_ACTION ITEM:_
Output each record exactly as given. Leave out every picture.

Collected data
┏━━
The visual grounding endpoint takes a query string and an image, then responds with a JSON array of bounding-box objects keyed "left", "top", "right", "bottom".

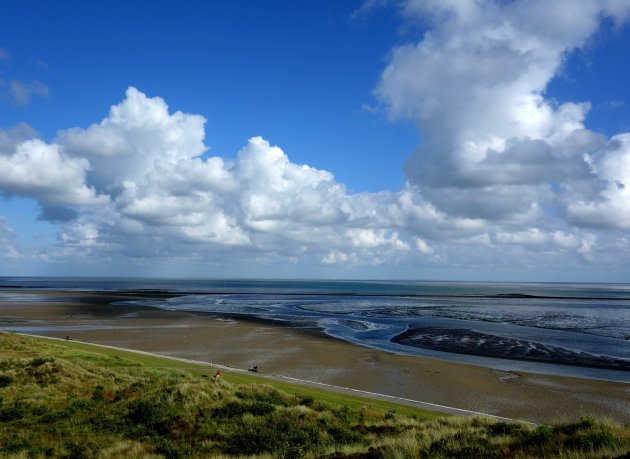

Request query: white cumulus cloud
[
  {"left": 567, "top": 134, "right": 630, "bottom": 229},
  {"left": 377, "top": 0, "right": 630, "bottom": 224},
  {"left": 0, "top": 138, "right": 104, "bottom": 205},
  {"left": 59, "top": 87, "right": 207, "bottom": 193}
]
┗━━
_ANSWER TO THIS EXERCISE:_
The visual grounding endpoint takes a query string and an image, then responds with a JSON array of bounding-box objects keyed "left", "top", "right", "bottom".


Request query: white cumulus cloud
[
  {"left": 567, "top": 134, "right": 630, "bottom": 229},
  {"left": 377, "top": 0, "right": 630, "bottom": 224},
  {"left": 0, "top": 138, "right": 104, "bottom": 205},
  {"left": 59, "top": 87, "right": 207, "bottom": 193}
]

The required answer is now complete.